Stored data:
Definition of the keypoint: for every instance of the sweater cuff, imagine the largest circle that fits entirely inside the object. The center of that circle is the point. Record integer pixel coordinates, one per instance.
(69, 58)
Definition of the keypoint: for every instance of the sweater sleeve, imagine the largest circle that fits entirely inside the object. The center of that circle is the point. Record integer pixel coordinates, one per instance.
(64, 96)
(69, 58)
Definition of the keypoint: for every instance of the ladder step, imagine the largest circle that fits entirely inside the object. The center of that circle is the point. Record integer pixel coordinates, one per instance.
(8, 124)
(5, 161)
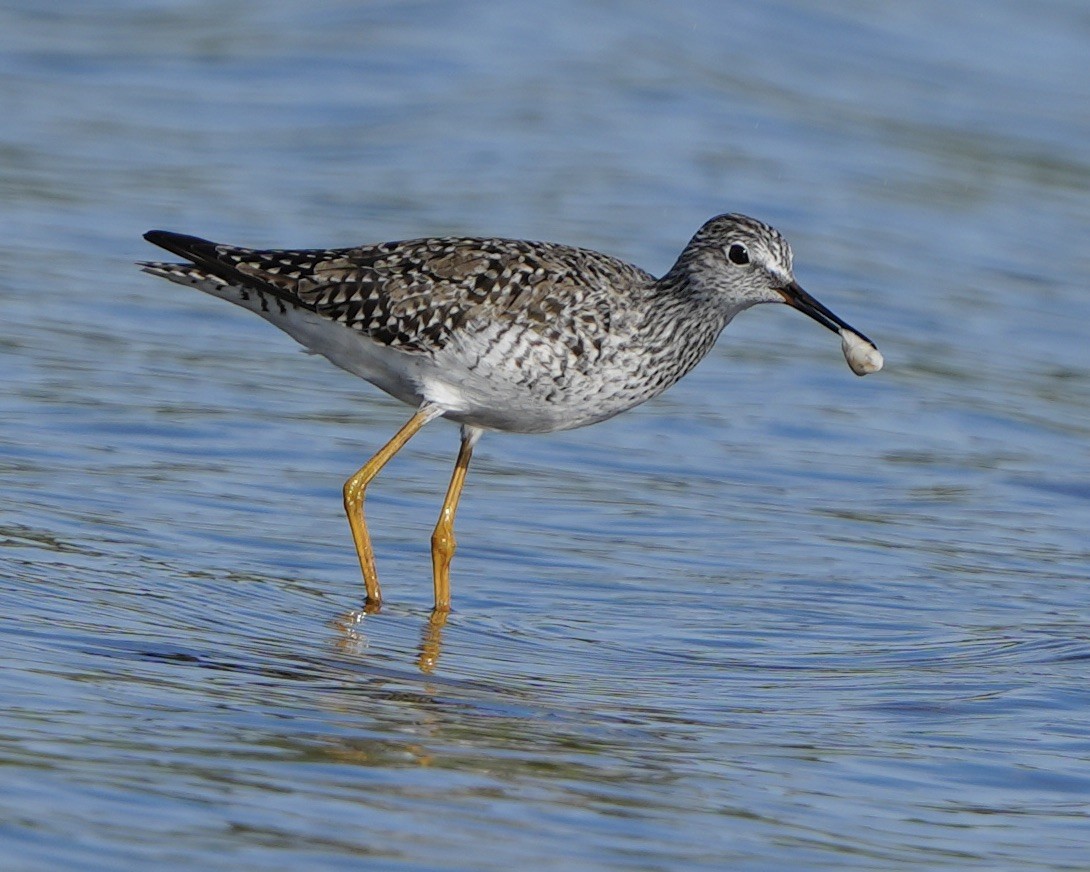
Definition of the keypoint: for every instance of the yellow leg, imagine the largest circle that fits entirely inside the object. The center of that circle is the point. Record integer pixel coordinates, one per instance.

**Task prompt:**
Write out, word for word, the lines running from the one containing "sweater sleeve, imagine" to the end of the data above; the pictures are to be left out.

**Answer to this exercise:**
Definition of the keypoint: for every instance of the sweater sleeve, imagine the largest circle that fits entirely inside the object. The center of that circle is the point. Record integer pixel coordinates, one per instance.
(64, 96)
(69, 58)
Definition of the keypoint: for every instance of the ladder step, imagine the largest circle that fits entirely inside the object. The center of that circle is the point. Record integer pixel coordinates, one per instance.
(8, 124)
(5, 161)
Definition of the keypoint: for every instance of the yellow leg, imagine the largest circle that fits entirely inside the object. The center of that circle is the point. Record integer pixel coordinates, one per instance.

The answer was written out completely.